What you should do: Pick out every line of the entries below that contains the string "tree", and copy each one in full. Case counts.

(Data entries)
========================
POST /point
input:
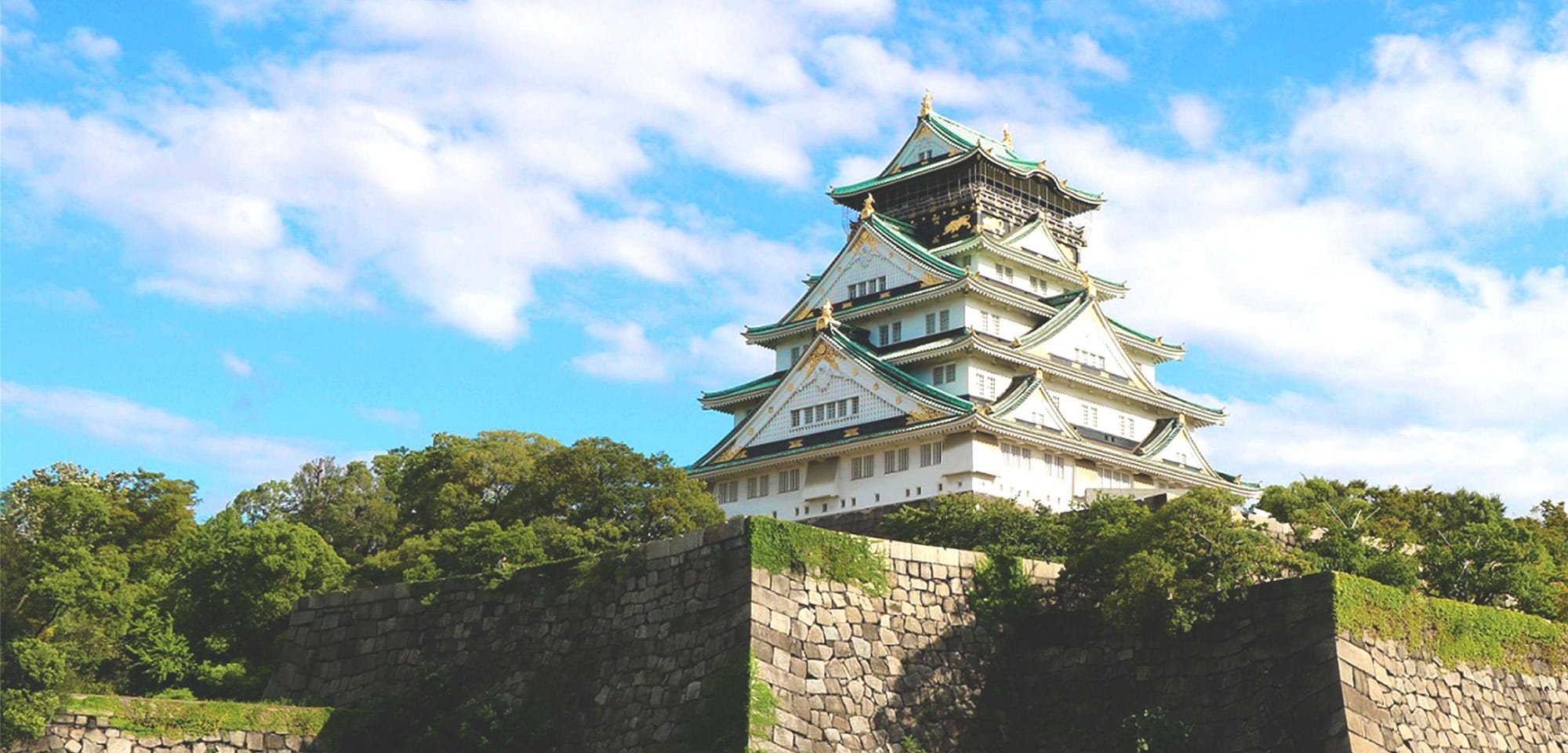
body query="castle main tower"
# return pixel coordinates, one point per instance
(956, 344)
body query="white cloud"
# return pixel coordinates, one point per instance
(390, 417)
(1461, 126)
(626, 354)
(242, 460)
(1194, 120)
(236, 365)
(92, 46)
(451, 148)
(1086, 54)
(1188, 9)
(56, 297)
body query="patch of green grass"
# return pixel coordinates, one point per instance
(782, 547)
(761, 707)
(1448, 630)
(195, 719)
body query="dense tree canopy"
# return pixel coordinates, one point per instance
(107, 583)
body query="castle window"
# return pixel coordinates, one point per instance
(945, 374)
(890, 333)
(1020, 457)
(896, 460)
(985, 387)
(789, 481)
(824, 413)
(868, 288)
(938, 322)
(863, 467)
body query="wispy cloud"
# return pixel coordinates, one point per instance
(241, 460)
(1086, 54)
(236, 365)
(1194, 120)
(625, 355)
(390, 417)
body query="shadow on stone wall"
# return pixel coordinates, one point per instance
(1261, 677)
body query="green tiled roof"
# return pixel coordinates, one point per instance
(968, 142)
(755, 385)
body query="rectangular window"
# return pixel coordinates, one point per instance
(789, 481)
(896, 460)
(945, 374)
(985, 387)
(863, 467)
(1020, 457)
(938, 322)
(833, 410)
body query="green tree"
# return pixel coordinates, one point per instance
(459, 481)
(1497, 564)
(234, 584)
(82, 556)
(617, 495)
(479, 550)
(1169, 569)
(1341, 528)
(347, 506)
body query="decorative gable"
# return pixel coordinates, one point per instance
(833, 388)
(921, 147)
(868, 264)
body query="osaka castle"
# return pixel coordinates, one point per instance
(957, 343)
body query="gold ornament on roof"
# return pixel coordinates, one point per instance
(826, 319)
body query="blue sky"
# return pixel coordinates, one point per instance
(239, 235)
========================
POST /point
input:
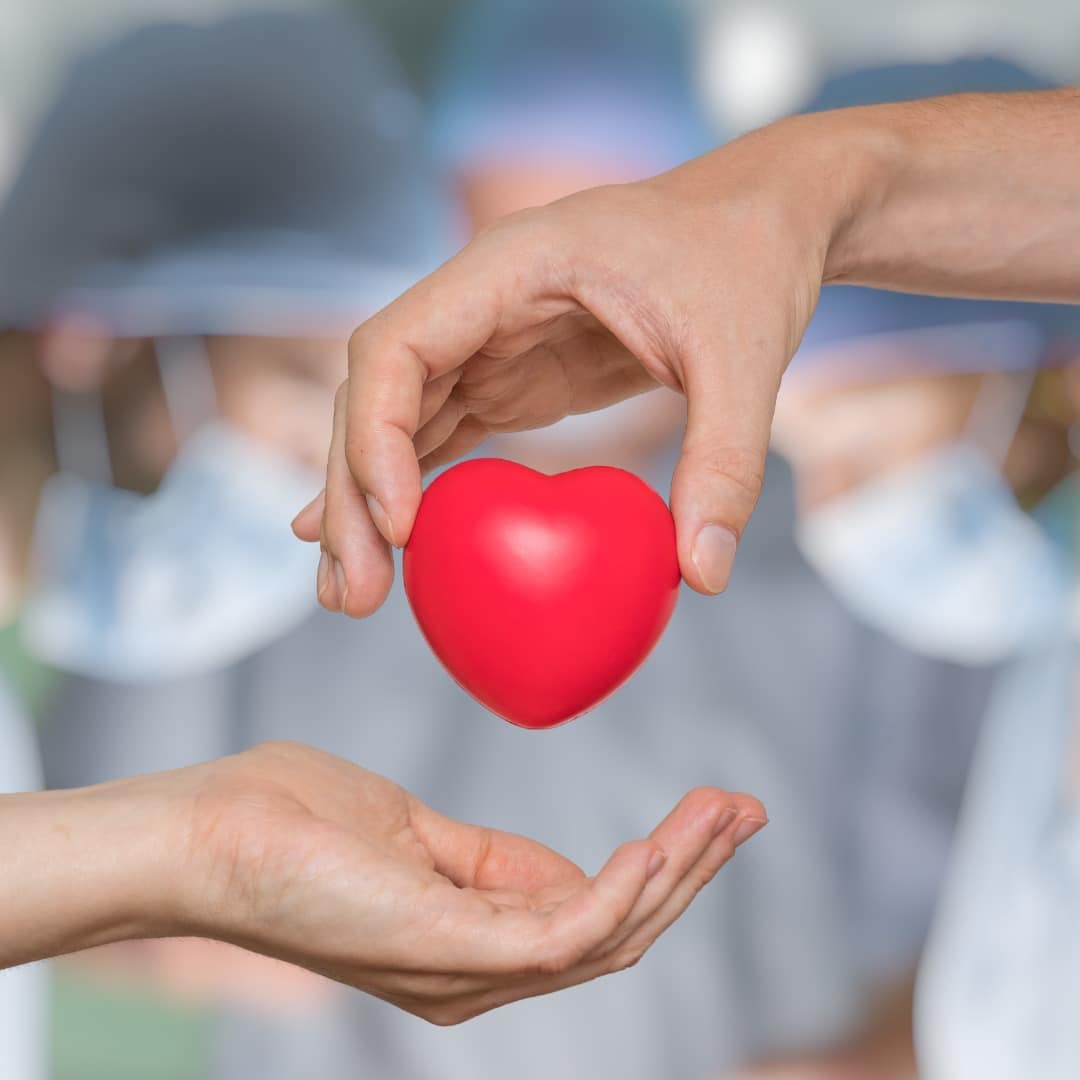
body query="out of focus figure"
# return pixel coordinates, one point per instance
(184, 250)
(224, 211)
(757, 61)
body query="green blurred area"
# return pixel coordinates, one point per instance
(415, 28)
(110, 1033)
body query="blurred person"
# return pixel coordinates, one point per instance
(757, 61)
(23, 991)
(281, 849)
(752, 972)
========================
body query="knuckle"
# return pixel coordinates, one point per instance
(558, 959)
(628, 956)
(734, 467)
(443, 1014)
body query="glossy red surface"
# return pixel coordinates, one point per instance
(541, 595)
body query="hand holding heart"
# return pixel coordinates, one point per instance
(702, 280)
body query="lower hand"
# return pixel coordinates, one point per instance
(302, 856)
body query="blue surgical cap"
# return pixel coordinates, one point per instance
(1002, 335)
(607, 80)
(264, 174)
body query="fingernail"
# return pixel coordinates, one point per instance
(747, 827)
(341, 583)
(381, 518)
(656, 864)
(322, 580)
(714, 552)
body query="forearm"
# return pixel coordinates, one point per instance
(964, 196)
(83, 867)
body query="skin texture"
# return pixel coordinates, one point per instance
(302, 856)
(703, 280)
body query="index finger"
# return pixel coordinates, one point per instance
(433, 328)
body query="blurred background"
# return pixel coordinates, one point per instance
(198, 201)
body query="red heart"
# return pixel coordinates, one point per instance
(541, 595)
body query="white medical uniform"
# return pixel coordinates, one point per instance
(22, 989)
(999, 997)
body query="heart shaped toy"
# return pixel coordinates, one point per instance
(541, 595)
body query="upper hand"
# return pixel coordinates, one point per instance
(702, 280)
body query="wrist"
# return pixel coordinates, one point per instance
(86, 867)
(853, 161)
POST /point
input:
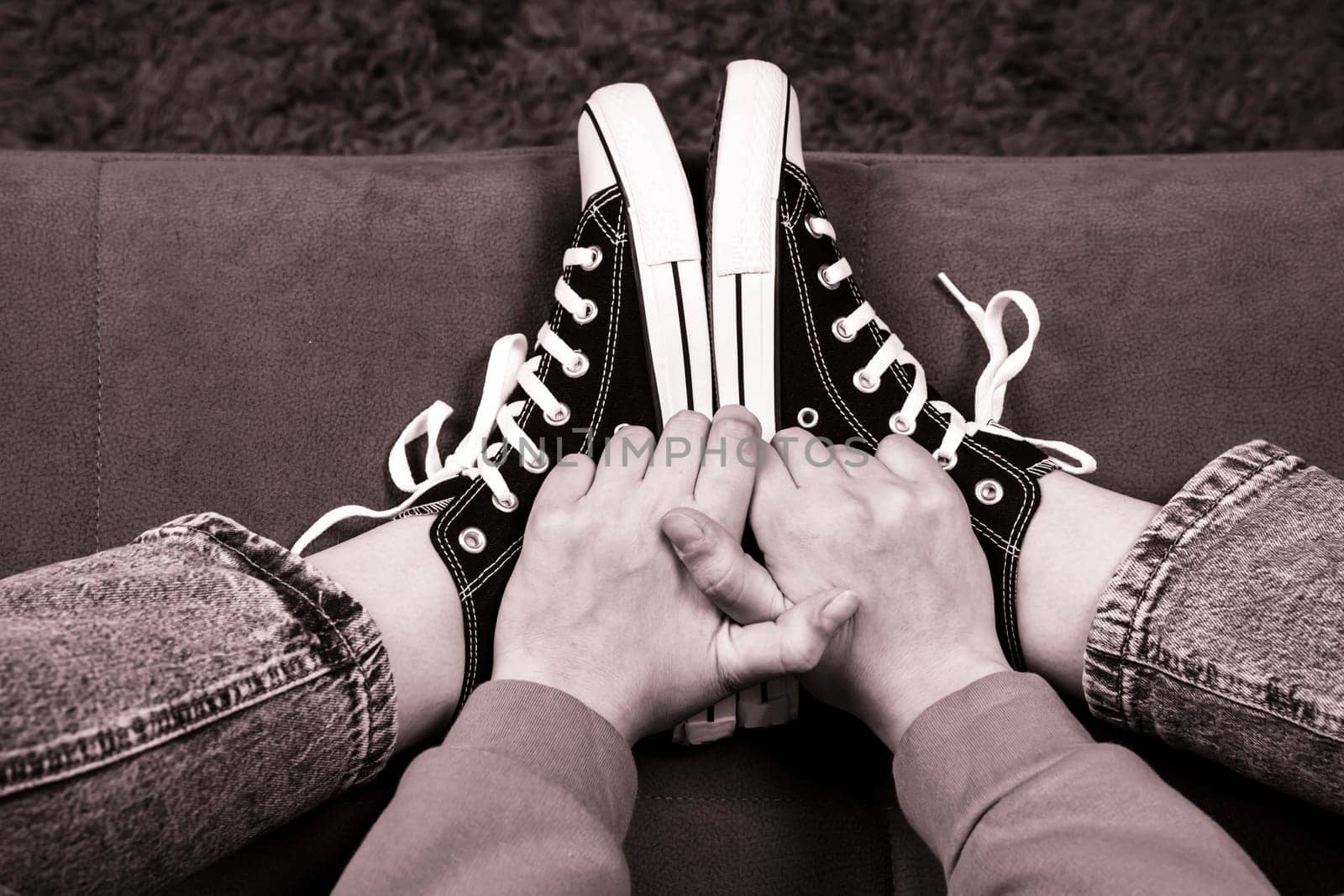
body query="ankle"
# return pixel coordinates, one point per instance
========================
Problem solution:
body query="dense tree canopy"
body query="green tree"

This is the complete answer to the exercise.